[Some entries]
* BEGIN *

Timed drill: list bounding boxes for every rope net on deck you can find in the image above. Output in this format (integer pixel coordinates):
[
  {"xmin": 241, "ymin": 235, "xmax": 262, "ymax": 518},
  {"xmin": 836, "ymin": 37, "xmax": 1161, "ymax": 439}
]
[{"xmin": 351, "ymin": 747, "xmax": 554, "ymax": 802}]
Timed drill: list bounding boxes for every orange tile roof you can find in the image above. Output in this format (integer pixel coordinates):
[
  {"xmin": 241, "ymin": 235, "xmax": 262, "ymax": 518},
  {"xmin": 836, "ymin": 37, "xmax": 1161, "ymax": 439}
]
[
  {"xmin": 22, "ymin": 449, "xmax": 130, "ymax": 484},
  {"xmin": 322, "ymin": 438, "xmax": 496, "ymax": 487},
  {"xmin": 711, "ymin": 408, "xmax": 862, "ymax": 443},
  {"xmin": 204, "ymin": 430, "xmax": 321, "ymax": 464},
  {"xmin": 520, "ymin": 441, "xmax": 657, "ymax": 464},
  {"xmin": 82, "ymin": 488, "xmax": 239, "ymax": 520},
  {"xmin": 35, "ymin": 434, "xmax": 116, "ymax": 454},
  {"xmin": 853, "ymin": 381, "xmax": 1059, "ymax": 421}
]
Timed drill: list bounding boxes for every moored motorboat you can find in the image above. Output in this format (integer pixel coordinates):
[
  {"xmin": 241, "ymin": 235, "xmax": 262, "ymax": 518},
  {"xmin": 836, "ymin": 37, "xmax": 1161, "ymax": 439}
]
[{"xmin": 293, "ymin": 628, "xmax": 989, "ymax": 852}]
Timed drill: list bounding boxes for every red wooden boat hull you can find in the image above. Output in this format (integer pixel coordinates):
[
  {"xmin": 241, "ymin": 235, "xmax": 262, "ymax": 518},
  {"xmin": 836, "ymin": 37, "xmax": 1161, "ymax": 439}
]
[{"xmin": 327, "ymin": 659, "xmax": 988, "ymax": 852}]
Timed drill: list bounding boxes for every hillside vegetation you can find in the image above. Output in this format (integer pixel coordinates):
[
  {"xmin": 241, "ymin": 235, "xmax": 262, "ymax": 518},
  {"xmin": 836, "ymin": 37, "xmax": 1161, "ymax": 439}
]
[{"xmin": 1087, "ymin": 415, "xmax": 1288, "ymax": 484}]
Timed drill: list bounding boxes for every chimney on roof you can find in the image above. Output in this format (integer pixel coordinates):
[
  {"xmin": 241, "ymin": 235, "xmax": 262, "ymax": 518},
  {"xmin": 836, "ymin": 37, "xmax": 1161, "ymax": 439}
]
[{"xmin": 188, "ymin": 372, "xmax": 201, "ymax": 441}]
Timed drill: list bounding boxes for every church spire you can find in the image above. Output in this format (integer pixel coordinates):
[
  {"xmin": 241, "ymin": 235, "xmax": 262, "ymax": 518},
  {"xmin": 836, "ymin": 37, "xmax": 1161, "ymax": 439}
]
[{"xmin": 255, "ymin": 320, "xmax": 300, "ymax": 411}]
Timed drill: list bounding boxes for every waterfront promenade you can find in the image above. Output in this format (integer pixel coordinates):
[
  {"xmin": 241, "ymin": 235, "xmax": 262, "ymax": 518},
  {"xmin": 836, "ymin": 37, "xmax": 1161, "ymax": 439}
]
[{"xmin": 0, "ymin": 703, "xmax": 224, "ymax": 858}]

* END *

> [What is being asked]: Count how many lines in the entries above contain the string "roof" when matching is case-sensitive. Reply with only the number.

> [Answer to this task]: 2